─── SELECTED TEXT ───

Case Study: Using the Lumio Magic to sell products through Influencers on Instagram

Dan Anisse
Mar 2, 2018 · 7 min read

One of the biggest questions behind Influencer marketing is Return on Investment (“ROI”). If I spend a certain amount of money on an Influencer, what do I get in return? How much should I expect in return? Irrespective of your campaign goal, you should be using data to increase the probabilities of you achieving that campaign goal. For this case study, we tested one of the most difficult objectives — sales. We sought out to determine what exact indicators increase the probabilities of an Influencer making sales. Why? To subsequently illustrate how, as a result, brands can achieve an increase in ROI.

To keep it simple we decided to sell cosmetics through beauty Influencers since make-up is easily purchasable online. We also owned an online store that focused specifically on makeup products that could be shipped globally.

In putting this case study into effect, we produced a list of 87 Influencers with the following criteria:

· They had visually appealing content

· An audience related to make-up

· An engagement rate over 5%

· A female audience of at least 70%

At the time, we were only able to use the standard method of selecting Influencers, since we had not yet created Lumio.

If the above criteria was satisfied, each Influencer was given a two-day window to generate sales using a unique URL created by us to place in their Instagram bio.


From the 87 Influencers only 5 were successful in actually driving sales! Unsurprisingly, we were left incredibly clueless as to what went horribly wrong. Why did Influencers with a good engagement rate, a high female following, who posted quality content, perform so poorly? This led us to wonder whether there was a better way to measure the ‘quality’ of an Influencer prior to a campaign? These questions inevitably proved to us that there was a need to design an algorithm that specifically analyses an Influencer’s following. It was this exact idea that subsequently formed the basis Lumio.

As a result, we set out to precisely measure the ‘quality’ of an Influencer using our ‘Valuable Followers’ metric and the ‘Lumio Quality Score’. Armed with our new-found metrics, we decided to analyse results from our past campaigns with a new perspective, and we found the following:

· 81% of sales come from Loyal Fans, High Engaged and Engaged profile types.

This shows conclusively the importance of understanding an Influencer’s following before you work with them. Ideally, you want to work with Influencers who have a majority of their following from the above profiles.

· Sales only came from 5 out of the 87 Influencers with a Lumio score above 60

That’s right, only 5 out of the 87 Influencers made sales! This ends up being a success rate of only 5.7%. This, again, demonstrates the importance of using the Lumio Score to select the right Influencers.

“81% of the total sales came from Loyal fans, High Engaged and Engaged profile types”

· 18% of sales actually came from ‘Influencers’

By way of our data, we were able to reason that Influencers who had a following encompassing other Influencers was not necessarily a bad thing. What we can assume from this data is that Influencers potentially look at other Influencers for inspiration as to what they should promote on their feed themselves.

─── INFORMATION PROVIDED ───

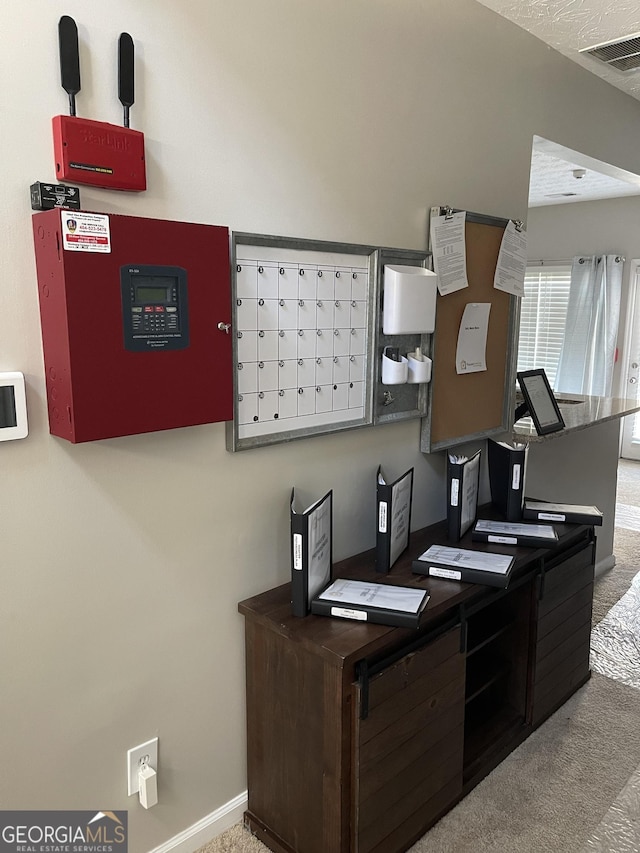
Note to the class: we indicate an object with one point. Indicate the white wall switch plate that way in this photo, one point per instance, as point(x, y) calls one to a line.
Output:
point(146, 753)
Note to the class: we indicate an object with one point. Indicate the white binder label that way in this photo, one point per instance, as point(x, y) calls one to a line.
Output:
point(515, 481)
point(382, 517)
point(348, 613)
point(297, 551)
point(437, 572)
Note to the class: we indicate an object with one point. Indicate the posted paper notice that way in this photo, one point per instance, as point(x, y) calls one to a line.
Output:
point(449, 251)
point(512, 261)
point(472, 338)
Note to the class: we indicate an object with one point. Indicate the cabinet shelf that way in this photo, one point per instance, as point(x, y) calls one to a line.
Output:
point(483, 641)
point(487, 736)
point(480, 681)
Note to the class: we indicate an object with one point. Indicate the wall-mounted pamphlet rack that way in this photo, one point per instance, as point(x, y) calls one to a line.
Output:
point(307, 339)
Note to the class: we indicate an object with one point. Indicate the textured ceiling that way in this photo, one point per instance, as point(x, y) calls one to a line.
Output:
point(573, 25)
point(570, 26)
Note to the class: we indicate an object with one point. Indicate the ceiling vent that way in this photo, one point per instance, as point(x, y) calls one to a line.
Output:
point(623, 54)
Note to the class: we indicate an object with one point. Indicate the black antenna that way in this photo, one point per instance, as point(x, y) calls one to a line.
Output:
point(69, 59)
point(125, 74)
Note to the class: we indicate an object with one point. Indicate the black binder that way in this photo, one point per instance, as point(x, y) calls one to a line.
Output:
point(454, 569)
point(507, 472)
point(515, 533)
point(394, 518)
point(311, 551)
point(573, 513)
point(362, 606)
point(463, 480)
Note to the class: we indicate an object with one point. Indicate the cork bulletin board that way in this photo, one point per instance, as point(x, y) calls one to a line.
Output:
point(468, 406)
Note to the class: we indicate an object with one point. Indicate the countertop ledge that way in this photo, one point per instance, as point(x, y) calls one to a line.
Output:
point(578, 412)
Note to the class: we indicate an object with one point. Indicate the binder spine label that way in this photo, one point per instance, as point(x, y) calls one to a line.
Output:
point(515, 479)
point(382, 517)
point(451, 574)
point(348, 613)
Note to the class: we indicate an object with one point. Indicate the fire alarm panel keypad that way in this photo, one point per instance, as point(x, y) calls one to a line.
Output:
point(154, 306)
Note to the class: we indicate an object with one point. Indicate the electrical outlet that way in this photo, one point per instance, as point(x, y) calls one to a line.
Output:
point(146, 753)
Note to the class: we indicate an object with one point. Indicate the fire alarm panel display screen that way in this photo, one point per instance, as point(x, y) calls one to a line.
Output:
point(7, 407)
point(154, 308)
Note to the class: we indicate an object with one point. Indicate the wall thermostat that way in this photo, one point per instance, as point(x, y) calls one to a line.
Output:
point(13, 407)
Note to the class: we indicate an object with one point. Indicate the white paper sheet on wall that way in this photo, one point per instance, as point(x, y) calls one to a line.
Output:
point(449, 251)
point(472, 338)
point(512, 260)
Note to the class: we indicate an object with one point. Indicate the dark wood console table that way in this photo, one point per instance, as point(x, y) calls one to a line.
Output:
point(361, 736)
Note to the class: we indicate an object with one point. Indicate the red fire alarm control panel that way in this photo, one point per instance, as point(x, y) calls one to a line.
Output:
point(135, 317)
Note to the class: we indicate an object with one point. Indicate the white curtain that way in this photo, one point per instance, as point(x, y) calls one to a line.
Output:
point(589, 347)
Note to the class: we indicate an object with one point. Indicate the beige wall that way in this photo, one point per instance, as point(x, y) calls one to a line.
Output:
point(123, 560)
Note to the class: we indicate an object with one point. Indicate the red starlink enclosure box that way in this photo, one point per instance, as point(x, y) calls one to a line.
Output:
point(99, 154)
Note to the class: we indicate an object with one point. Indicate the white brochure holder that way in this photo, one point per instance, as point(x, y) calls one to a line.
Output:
point(409, 304)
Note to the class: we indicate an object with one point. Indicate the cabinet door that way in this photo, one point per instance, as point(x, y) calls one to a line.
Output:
point(408, 749)
point(561, 656)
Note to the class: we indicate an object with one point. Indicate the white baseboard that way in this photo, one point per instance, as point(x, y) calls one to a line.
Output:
point(207, 828)
point(605, 565)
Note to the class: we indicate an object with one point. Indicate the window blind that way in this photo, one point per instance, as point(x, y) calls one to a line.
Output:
point(543, 315)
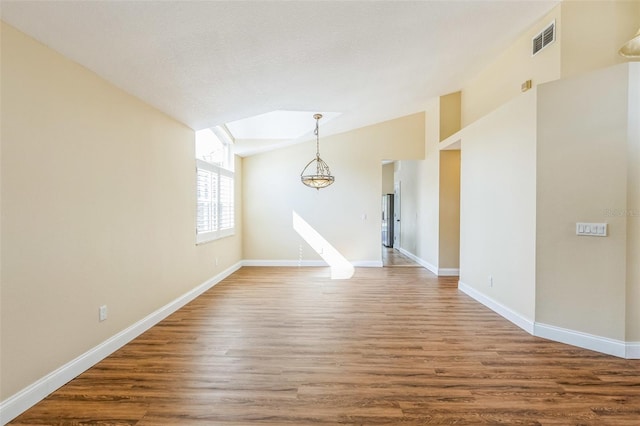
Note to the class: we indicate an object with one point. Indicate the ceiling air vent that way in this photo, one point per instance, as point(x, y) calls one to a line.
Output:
point(545, 38)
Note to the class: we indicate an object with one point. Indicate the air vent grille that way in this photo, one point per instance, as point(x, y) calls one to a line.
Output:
point(545, 38)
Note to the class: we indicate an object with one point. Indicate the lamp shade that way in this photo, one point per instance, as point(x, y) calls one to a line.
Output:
point(631, 49)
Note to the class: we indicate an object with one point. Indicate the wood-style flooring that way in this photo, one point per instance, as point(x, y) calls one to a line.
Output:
point(392, 346)
point(393, 258)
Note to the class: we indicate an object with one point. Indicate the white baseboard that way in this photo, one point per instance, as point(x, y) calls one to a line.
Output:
point(286, 263)
point(619, 348)
point(441, 272)
point(632, 350)
point(17, 404)
point(509, 314)
point(312, 263)
point(448, 272)
point(581, 340)
point(419, 261)
point(367, 263)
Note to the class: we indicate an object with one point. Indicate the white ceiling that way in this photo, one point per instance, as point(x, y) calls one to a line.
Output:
point(208, 63)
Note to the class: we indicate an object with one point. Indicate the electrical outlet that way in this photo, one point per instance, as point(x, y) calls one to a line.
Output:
point(102, 313)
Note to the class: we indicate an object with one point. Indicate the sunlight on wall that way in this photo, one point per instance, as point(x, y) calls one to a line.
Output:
point(340, 267)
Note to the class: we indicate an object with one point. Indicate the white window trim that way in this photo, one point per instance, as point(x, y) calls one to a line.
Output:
point(205, 237)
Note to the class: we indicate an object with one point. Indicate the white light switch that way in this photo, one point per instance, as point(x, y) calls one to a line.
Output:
point(591, 229)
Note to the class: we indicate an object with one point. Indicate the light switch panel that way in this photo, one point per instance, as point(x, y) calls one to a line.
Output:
point(591, 229)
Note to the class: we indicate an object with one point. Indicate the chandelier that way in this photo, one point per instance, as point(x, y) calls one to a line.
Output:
point(322, 176)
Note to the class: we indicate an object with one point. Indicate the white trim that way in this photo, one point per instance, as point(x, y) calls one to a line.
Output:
point(448, 272)
point(502, 310)
point(311, 263)
point(419, 261)
point(441, 272)
point(286, 263)
point(581, 340)
point(632, 350)
point(18, 403)
point(619, 348)
point(367, 263)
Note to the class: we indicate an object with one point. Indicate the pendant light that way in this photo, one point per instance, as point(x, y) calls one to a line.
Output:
point(631, 49)
point(322, 176)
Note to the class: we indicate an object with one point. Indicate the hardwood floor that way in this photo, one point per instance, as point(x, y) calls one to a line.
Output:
point(395, 346)
point(393, 258)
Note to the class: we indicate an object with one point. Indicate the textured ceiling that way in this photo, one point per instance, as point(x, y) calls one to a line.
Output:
point(207, 63)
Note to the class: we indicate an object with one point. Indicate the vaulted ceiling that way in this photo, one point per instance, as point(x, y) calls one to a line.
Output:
point(208, 63)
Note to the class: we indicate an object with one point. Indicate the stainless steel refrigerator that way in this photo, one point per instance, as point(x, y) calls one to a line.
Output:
point(387, 220)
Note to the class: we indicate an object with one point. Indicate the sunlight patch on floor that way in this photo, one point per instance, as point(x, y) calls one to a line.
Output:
point(341, 268)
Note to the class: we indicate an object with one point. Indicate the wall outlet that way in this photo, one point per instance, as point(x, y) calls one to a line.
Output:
point(102, 313)
point(591, 229)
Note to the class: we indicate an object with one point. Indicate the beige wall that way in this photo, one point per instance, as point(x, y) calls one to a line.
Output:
point(98, 207)
point(593, 31)
point(633, 207)
point(450, 114)
point(420, 182)
point(429, 178)
point(501, 80)
point(387, 178)
point(346, 214)
point(449, 209)
point(498, 205)
point(407, 176)
point(582, 174)
point(588, 36)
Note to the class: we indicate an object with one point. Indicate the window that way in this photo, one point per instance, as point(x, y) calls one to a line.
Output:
point(214, 185)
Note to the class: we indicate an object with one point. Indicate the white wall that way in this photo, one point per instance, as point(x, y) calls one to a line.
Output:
point(498, 205)
point(583, 144)
point(347, 213)
point(98, 207)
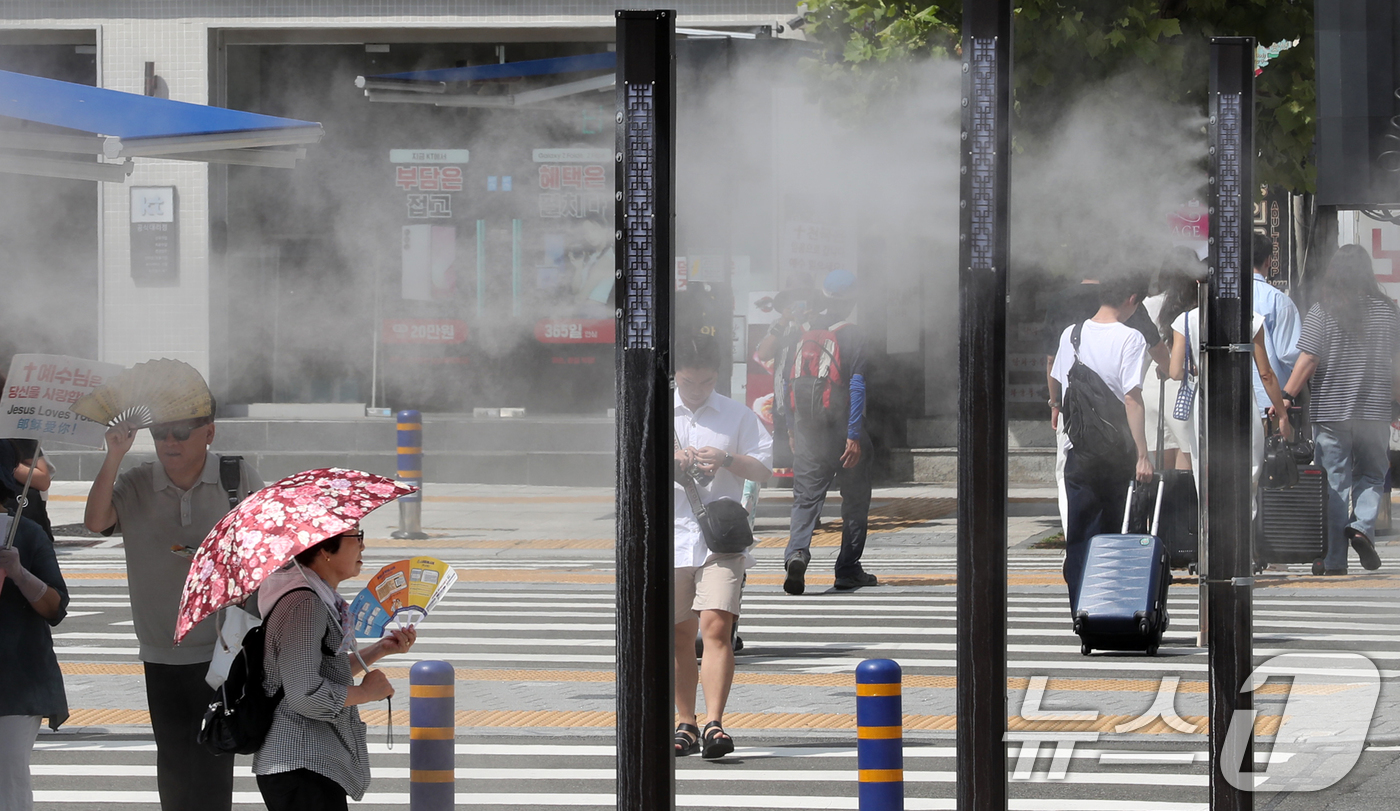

───

OBJECTIVE 1 =
From the Instagram influencer case study, list the criteria used to pick the 87 Influencers.
OBJECTIVE 2 =
According to the Instagram influencer case study, how long did each Influencer have to generate sales?

FINAL RESULT 1 =
- Visually appealing content
- An audience related to make-up
- An engagement rate over 5%
- A female audience of at least 70%

FINAL RESULT 2 =
A two-day window.